Work instruction
How many lines in the material below contain the word "long"? Write only the number.

Data in this exercise
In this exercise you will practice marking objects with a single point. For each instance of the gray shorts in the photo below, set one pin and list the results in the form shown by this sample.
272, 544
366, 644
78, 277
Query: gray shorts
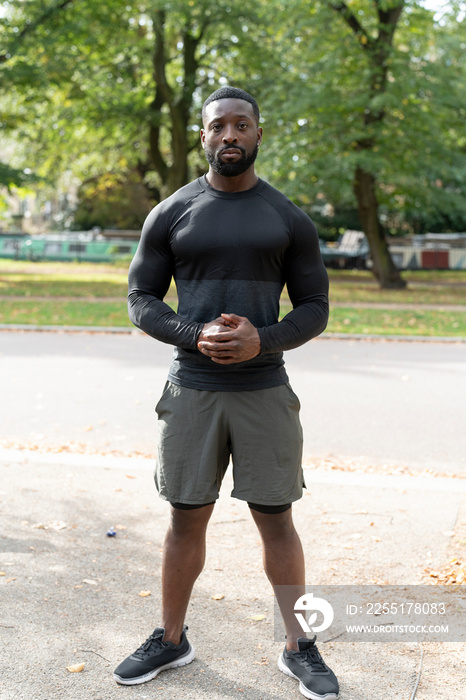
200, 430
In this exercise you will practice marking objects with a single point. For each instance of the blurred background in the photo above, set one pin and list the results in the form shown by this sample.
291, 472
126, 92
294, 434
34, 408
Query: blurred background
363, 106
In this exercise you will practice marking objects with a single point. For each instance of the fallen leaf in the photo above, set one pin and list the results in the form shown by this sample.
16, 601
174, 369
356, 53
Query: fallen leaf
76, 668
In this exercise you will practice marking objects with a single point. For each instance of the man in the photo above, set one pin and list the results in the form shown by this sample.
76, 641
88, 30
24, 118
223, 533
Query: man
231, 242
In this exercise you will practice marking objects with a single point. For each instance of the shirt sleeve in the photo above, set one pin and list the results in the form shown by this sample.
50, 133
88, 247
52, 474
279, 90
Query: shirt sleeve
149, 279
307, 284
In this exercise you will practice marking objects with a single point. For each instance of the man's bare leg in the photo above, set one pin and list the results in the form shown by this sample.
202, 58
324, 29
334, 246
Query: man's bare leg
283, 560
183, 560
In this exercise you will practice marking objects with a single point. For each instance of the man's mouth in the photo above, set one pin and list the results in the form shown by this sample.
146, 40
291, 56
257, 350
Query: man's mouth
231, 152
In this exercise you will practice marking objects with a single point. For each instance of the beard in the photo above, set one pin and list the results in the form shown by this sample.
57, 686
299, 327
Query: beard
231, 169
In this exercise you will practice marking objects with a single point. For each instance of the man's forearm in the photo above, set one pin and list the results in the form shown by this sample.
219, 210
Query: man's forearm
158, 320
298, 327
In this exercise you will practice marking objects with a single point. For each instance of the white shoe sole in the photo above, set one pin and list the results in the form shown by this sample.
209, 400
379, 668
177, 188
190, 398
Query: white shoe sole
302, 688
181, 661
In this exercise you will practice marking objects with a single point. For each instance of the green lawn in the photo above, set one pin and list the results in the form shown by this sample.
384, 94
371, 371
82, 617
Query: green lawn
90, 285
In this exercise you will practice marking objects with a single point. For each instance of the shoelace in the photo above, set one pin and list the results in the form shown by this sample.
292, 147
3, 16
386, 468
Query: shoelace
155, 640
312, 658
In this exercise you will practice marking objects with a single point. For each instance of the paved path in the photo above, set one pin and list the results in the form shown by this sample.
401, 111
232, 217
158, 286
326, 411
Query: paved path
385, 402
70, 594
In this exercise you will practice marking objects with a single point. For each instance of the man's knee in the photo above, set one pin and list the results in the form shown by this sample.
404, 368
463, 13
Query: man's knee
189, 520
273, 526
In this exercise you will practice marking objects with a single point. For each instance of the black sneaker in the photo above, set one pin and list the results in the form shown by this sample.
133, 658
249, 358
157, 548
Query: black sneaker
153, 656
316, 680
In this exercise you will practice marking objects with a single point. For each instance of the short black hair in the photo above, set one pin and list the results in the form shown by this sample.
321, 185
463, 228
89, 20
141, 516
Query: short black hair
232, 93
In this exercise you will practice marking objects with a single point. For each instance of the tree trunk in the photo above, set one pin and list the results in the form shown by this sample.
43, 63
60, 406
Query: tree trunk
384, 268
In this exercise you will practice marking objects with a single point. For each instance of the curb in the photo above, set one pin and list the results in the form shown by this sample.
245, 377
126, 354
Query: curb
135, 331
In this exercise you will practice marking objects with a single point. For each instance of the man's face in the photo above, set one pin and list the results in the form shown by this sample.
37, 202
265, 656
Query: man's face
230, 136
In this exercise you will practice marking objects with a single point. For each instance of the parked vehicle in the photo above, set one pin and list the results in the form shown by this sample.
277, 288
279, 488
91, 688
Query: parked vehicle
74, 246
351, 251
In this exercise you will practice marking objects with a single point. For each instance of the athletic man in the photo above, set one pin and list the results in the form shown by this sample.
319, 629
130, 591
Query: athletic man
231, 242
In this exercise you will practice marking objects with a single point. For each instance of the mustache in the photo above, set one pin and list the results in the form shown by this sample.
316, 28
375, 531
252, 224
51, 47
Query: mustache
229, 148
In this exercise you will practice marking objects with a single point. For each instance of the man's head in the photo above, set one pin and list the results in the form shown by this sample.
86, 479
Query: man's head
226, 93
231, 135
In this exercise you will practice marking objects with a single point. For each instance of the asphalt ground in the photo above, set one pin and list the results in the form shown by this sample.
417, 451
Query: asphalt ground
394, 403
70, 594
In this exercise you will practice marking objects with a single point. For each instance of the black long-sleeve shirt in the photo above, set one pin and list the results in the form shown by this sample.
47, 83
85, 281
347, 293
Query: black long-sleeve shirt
...
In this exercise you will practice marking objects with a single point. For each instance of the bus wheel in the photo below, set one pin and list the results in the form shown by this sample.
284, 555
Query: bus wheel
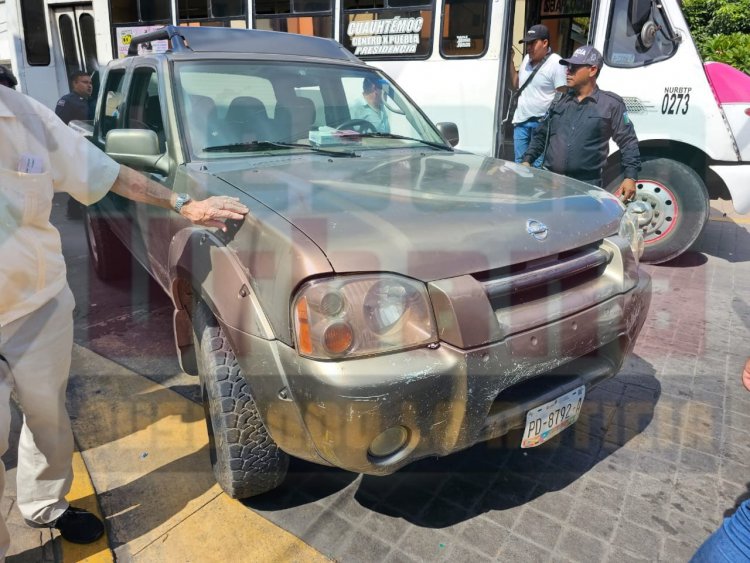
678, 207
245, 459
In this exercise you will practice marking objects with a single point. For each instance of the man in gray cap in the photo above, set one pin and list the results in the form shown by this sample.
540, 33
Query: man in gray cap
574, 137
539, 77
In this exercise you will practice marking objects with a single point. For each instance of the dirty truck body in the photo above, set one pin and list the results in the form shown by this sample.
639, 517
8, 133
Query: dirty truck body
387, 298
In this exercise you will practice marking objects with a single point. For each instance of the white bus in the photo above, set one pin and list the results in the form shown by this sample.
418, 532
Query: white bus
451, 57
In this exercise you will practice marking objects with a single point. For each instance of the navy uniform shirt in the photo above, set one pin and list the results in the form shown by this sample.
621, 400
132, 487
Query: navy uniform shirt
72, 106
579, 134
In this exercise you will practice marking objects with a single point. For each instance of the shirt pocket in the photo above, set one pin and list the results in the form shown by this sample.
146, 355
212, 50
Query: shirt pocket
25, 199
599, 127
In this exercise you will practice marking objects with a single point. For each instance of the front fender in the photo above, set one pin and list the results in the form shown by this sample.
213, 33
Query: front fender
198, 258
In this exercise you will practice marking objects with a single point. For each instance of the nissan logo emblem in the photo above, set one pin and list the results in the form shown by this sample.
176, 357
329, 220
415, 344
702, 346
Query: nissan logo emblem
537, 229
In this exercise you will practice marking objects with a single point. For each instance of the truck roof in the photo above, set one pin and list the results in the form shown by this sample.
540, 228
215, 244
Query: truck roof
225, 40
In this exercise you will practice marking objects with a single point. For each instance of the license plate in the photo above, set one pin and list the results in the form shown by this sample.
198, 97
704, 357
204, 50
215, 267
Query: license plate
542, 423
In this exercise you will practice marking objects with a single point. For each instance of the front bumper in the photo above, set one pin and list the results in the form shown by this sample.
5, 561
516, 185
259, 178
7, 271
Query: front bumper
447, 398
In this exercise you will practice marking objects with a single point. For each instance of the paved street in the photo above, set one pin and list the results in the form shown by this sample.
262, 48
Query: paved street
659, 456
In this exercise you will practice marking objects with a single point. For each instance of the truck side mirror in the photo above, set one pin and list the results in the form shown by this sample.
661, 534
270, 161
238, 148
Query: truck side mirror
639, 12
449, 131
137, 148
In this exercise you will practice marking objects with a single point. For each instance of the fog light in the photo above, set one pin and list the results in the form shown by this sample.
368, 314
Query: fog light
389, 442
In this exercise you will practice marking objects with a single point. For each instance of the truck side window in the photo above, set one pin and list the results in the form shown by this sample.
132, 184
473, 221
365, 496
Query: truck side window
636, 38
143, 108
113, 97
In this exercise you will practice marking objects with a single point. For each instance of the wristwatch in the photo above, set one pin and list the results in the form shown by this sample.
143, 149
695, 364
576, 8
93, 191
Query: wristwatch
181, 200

Finished task
2